Object pointing dataset rows
--------------------------------------------------
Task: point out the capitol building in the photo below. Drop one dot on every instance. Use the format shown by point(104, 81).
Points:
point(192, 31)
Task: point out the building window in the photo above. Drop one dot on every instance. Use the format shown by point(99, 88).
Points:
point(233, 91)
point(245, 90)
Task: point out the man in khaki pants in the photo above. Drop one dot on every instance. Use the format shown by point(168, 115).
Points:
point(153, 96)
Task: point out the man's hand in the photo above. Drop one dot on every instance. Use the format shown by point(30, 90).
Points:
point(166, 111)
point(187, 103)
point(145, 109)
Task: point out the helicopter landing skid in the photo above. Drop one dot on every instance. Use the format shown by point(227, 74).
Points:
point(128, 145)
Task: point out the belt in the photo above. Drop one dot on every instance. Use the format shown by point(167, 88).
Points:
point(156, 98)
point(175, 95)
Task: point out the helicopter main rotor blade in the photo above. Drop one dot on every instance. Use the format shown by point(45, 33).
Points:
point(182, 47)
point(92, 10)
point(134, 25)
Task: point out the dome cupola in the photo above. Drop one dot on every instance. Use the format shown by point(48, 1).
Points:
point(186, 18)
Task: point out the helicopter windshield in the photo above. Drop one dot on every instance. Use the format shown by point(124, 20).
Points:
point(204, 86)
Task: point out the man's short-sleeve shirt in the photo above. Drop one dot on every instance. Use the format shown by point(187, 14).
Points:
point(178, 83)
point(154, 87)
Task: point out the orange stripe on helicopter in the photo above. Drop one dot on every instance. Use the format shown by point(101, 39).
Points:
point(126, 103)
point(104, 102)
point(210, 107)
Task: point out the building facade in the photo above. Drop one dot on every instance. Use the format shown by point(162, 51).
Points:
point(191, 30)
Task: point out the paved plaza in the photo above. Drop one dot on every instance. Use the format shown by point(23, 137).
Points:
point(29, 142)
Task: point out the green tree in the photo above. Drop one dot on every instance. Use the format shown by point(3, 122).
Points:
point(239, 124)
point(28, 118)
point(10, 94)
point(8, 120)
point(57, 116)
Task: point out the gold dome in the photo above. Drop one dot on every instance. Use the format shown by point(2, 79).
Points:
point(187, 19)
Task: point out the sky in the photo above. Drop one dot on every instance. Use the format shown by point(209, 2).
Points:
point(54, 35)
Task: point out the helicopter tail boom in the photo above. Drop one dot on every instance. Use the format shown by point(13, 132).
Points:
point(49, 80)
--------------------------------------------------
**EXERCISE PROMPT**
Reproduce, unchanged, the lines of the rows above from the line with "Task: point out the helicopter windshield" to the line with "point(57, 116)", including both of those lines and nothing else.

**EXERCISE RESULT**
Task: point out the helicopter windshield in the photo above. Drop one dot on every instance. Use the format shown by point(124, 20).
Points:
point(204, 86)
Task: point out the man's short-sleeve shirt in the photo above. Drop one dot on every instance. Use the format shown by point(187, 14).
Points:
point(178, 83)
point(154, 87)
Task: point out the orange stripe on helicopter in the photo above. Drop one dot on every instance. Use the format shown by point(101, 39).
Points:
point(126, 103)
point(104, 102)
point(210, 107)
Task: point out the building facade in the photo above. Drop one dot on every instance. Use the format shown by point(162, 51).
Points:
point(191, 30)
Task: point out the paved plaza in the photo above. Drop one dot on every instance. Use the format shown by point(23, 137).
Points:
point(29, 142)
Task: point out the green tree in the photo above. Drop one dot on every instance. Use the format shown by point(3, 122).
Points:
point(239, 124)
point(28, 118)
point(10, 94)
point(8, 120)
point(57, 116)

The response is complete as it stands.